INSTRUCTION 1: In the records, starting at the line containing "Practice. Pick out the man's face" and ending with the last line of the records, swap "marker" for "pin" and rewrite those lines with no other change.

SOURCE EXCERPT:

Hong Kong, Singapore and Beijing are expected to become the world’s most important cities for luxury retail over the next five years, driven by demand for international brands from Asia’s emerging middle class.
Hong Kong was named the Asia Pacific region’s gateway for international retailers despite commanding the highest rents in the region.
With an expanding and urbanising population and high economic growth, the region is expected to lead the way in retail, according to a report from JLL.
By 2020, Asia Pacific will account for 46 per cent of the world’s middle class, up from about a third now, and 40 per cent of the world’s economy, up from 36 per cent now.
Shanghai, Singapore, Beijing and Tokyo round out the region’s top-five cities with the highest concentration of luxury and mid-tier brands, the report said.
Most of these brands come from the United States, such as Tommy Hilfiger and Coach in the luxury segment and Victoria’s Secret and American Eagle in the mid-tier level.
Companies from Italy and the UK followed.
Home-grown fashion brands are also gaining market share in the region. They are led by Japan’s Uniqlo, which expects to open 400 stores globally in the next few years, Singapore’s Charles & Keith, Australia’s Cotton On and Oroton, Japan’s Muji and FamilyMart, and South Korea’s Samsung and The Face Shop.

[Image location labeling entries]

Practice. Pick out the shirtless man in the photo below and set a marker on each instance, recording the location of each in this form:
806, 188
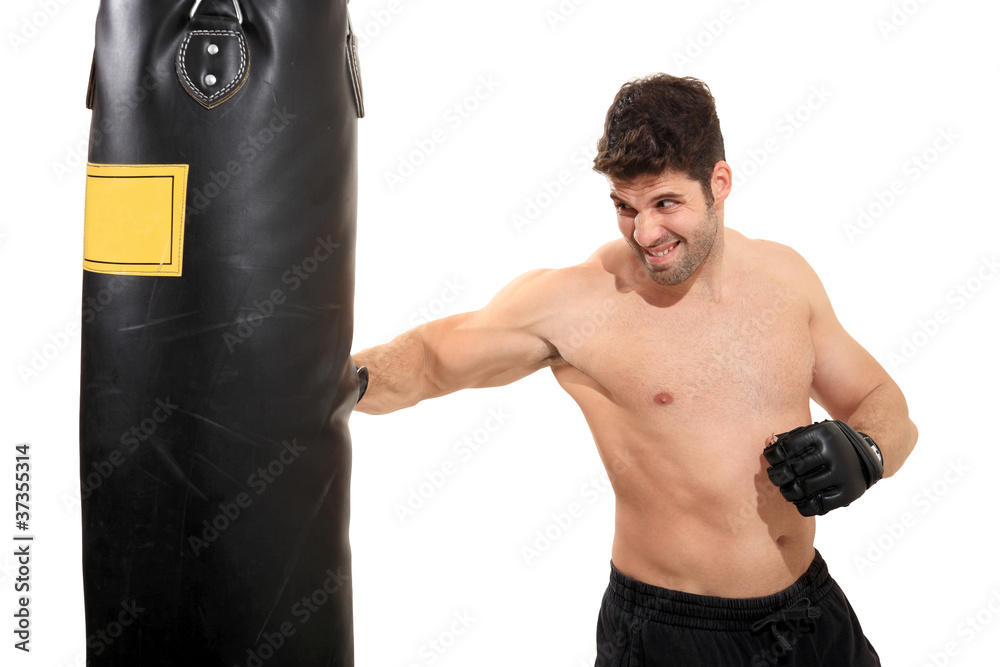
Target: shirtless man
706, 348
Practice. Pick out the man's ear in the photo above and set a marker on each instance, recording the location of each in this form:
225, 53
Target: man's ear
722, 181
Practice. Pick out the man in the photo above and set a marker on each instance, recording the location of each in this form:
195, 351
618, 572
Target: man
705, 345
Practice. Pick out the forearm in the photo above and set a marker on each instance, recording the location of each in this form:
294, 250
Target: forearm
884, 416
397, 375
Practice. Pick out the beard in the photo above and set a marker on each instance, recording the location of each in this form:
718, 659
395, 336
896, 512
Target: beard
688, 255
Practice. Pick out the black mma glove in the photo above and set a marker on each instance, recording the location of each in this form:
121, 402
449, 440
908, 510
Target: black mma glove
362, 379
823, 466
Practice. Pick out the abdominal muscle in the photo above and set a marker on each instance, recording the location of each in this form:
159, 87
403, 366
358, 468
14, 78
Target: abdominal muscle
694, 509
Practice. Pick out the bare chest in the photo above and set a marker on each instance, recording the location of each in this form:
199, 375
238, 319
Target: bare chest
750, 355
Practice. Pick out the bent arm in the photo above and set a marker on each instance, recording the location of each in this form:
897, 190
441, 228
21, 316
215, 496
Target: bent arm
496, 345
852, 386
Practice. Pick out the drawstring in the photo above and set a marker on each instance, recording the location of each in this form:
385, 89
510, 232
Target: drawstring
801, 609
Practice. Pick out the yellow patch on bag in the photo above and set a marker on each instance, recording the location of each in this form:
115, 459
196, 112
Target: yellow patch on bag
134, 219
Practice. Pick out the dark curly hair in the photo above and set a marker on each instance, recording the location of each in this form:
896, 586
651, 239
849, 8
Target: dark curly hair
662, 123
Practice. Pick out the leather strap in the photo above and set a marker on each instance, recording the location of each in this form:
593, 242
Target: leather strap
213, 60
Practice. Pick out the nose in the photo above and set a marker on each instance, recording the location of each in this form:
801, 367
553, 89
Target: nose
647, 232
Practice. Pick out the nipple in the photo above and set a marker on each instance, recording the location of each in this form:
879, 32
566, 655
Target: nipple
664, 398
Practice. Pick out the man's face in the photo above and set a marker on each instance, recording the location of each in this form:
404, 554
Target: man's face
667, 222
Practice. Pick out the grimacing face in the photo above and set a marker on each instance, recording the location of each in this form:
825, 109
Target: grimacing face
667, 223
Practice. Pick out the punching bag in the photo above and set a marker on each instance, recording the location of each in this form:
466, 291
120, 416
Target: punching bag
218, 296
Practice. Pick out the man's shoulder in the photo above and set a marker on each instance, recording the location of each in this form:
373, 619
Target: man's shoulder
784, 268
781, 259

INSTRUCTION 2: According to the passage on luxury retail in Asia, what share of the world's middle class will Asia Pacific account for by 2020?

CORRECT RESPONSE 1:
Practice. Pick out the man's face in the photo above and set a pin on each instance, recording the location of each in this form:
404, 554
Target: man's face
667, 222
Practice. Pick out the grimacing face in the photo above and set a pin on each instance, recording the location of each in this form:
825, 109
Target: grimacing face
667, 223
Practice. Pick out the punching bag in the photo above and set a pin on each instance, recording the location of each in this form:
466, 291
120, 416
Target: punching bag
218, 296
Practice. Pick out the man's shoulder in the photo above and set a pin on each instance, recording the location of each in this form:
373, 619
Target: man's shoulder
784, 268
781, 259

CORRECT RESPONSE 2: 46 percent